Exercise prompt >> Count the lines in the items below that contain the word "hand", with case counting, and reply with only that number.

Extracted data >>
--------
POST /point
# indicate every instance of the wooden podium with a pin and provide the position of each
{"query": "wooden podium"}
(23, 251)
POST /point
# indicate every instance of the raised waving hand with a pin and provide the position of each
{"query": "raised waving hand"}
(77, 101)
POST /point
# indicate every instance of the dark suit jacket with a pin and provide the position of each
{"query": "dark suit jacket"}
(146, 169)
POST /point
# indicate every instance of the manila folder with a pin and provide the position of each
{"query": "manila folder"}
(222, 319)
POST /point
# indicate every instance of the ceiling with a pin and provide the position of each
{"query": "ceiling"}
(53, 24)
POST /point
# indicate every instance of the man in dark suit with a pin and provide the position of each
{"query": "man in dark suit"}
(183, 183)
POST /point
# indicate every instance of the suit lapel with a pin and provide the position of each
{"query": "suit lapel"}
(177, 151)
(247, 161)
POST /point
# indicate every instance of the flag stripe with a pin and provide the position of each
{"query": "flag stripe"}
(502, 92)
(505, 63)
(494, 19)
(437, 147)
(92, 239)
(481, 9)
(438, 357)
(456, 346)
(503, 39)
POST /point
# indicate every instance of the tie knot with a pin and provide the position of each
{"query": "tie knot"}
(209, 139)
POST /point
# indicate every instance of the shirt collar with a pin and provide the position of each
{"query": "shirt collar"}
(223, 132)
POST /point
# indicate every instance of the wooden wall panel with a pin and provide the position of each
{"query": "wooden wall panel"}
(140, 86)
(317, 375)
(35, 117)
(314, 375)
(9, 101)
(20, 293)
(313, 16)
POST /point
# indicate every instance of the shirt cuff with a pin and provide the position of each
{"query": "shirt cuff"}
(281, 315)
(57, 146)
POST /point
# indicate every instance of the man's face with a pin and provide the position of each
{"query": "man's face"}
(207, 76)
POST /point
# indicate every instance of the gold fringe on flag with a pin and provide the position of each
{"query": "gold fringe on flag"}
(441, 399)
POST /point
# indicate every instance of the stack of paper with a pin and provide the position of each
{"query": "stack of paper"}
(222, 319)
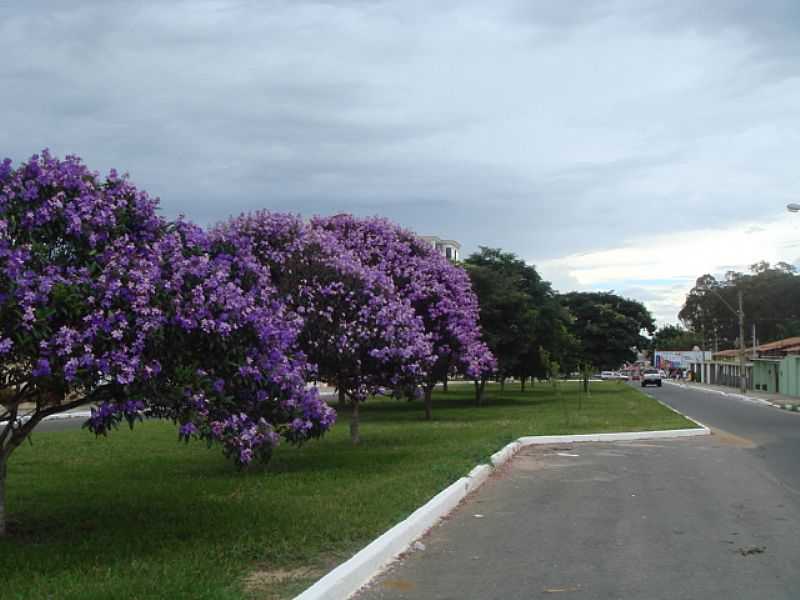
--------
Answer to the exercise >> 2